* Required task 1
Return, unchanged, the lines of the records below in the stretch from the line containing "Where in the photo above can the white headboard" through the end of the records.
--- Start of Selected excerpt ---
But in fact there has been sufficient information in the various DCPs, and elsewhere on the SEA 5000 project, to enable reasonably informed judgements to be made about the ship type and size, its role and thus its combat and defensive systems, sensors and to some extent the other systems concerned with ships management, propulsion, signature and so on. It is likely that the upcoming (2015) Defence White Paper will have a final say on their number since there is some confusion as to how many future frigates are needed to replace eight Anzac class FFHs.

The 2009 Defence White Paper had indicated eight Future Frigates would be acquired; however in January last year (2013) at the AUKMIN conference, then Defence Minister Stephen Smith told his UK counterpart that Australia would be acquiring only six Future Frigates.

Future Frigate platform design
What sort of a ship does this country need as a replacement for the Anzac Class?

One can safely assume that it will broadly conform to new and emerging concepts in the design of naval frigates of around 5000-7000 tonnes entering service by the 2020s or even earlier. These concepts include new developments in hull design, stealth, propulsion systems, sensor technologies, communications, offensive and defensive systems, computerised management systems, sustainability and so on.

There is an assumption that as we pass the 20-teens and head beyond 2020 the ADF of 2030 will need to be a more potent force in certain areas, particularly anti-submarine warfare (ASW) and surface maritime warfare (including air defence at sea). It must also be fully conversant with the means for electronic attack and cyber defence. It should be noted here that the US Navy has been ramping up its cyber war capabilities that may well show the way ahead for the RAN, whose concerns on this, growing front have not been especially evident.

As far back as 2011 solicitation for the US Navy’s Space and Naval Warfare Systems Command $98 million contract went out. Announced more recently, were contracts awarded to 14 small companies for ‘Integrated Cyber Operations support’. According to the solicitation, integrated cyber operations include ‘computer network defence, computer network exploitation, and computer network attack.’

The solicitation defines network attacks as: ‘Actions taken through the use of computer networks to disrupt, deny, degrade or destroy information resident in computers/computer networks or the computers and networks themselves.'

Beyond that the US Navy, USAF and US companies are ‘reserved’ in their discussions on systems that can deliver ‘tailored data  streams’ for electronic attack and cyber -invasion, i.e. a weapons system that can direct cyber effects into a radar/communications system, are likely to be well advanced. Such data streams can be fired into an antenna that ISR indicates is integrated with a target network.
--- End of Selected excerpt ---
* Required task 2
Retype the stretch of the Future Frigate passage above from "The 2009 Defence" through "the Anzac Class?", character for character.
--- Start of Material shown ---
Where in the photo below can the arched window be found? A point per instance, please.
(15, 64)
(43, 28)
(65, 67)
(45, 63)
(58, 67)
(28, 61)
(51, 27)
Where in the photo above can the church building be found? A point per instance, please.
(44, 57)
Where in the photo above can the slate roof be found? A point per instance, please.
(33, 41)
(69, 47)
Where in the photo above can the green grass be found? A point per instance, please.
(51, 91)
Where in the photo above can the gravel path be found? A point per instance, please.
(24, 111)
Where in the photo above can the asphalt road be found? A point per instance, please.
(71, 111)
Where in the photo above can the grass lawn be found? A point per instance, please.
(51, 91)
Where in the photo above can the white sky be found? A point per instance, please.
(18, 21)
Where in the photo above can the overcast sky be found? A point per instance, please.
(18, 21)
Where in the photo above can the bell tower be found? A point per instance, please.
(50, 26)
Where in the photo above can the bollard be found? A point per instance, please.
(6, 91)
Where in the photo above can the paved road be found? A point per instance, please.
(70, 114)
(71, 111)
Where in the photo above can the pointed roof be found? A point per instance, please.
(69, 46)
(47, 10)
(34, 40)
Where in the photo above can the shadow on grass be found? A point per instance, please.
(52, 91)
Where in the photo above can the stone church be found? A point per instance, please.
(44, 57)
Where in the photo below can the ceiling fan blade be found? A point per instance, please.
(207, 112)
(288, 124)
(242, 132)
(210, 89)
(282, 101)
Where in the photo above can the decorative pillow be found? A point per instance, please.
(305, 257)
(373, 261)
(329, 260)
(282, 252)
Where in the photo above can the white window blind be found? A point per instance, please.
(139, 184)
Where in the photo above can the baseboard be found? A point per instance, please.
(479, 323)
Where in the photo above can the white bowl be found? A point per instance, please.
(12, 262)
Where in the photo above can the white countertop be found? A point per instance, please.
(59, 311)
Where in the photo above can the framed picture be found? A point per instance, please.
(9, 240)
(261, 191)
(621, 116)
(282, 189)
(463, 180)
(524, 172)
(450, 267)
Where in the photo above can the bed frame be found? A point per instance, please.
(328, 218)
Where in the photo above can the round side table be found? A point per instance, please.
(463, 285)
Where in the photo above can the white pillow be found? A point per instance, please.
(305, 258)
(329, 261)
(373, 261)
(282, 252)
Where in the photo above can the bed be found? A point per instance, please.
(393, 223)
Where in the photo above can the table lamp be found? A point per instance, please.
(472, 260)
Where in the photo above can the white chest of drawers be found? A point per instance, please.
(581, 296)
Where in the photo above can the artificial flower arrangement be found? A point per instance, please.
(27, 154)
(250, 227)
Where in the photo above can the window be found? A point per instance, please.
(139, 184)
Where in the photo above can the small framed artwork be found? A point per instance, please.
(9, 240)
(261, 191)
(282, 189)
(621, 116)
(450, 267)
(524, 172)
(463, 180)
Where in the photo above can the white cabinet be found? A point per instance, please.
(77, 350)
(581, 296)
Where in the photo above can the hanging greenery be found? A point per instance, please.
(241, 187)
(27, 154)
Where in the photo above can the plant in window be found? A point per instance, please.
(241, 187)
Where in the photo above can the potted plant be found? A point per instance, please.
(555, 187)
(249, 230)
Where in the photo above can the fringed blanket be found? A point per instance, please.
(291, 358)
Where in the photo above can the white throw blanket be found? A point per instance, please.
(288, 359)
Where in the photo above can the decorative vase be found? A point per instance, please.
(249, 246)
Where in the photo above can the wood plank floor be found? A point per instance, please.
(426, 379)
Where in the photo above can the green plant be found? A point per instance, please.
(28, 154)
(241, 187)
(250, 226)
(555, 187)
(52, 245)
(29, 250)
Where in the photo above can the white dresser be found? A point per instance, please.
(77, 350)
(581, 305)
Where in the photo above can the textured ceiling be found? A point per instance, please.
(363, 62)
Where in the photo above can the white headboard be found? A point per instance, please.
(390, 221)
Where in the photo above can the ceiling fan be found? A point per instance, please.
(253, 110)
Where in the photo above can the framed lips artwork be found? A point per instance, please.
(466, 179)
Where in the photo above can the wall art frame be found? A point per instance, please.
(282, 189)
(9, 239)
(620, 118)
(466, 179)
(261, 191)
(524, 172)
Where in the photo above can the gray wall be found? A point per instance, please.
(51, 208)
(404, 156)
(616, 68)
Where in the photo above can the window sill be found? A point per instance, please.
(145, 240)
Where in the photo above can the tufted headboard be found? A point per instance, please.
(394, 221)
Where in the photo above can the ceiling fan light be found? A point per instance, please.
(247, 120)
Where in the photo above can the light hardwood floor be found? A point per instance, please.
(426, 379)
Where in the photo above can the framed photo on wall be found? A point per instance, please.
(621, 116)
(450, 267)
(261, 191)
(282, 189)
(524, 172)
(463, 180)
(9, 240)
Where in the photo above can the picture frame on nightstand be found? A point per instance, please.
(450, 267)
--- End of Material shown ---
* Reply 1
Where in the photo above can the white headboard be found? A point per instance, please.
(390, 221)
Where in the photo above can the ceiling fan be found? A point per instance, please.
(253, 110)
Where in the photo above can the framed lips artwork be found? A point per instance, please.
(466, 179)
Where in the photo above can the wall art frame be found? A point per instance, please.
(282, 189)
(9, 239)
(620, 118)
(466, 179)
(261, 191)
(524, 172)
Where in the photo above can the gray wall be found? A point per instance, please.
(51, 208)
(404, 156)
(616, 68)
Where in the photo above can the window sill be found? A point per instance, please.
(145, 240)
Where in the photo above can the tufted headboard be found? A point per instance, please.
(394, 221)
Where in the photo above can the ceiling fan light be found? A point per instance, please.
(247, 120)
Where in the photo above can the light hardwood floor be found? A point per instance, please.
(426, 379)
Where in the photo above can the framed photo on wall be found? A point per instance, please.
(621, 116)
(450, 267)
(261, 191)
(282, 189)
(524, 172)
(463, 180)
(9, 240)
Where in the photo above can the picture frame on nightstand be found? A point per instance, please.
(450, 267)

* Reply 2
The 2009 Defence White Paper had indicated eight Future Frigates would be acquired; however in January last year (2013) at the AUKMIN conference, then Defence Minister Stephen Smith told his UK counterpart that Australia would be acquiring only six Future Frigates.

Future Frigate platform design
What sort of a ship does this country need as a replacement for the Anzac Class?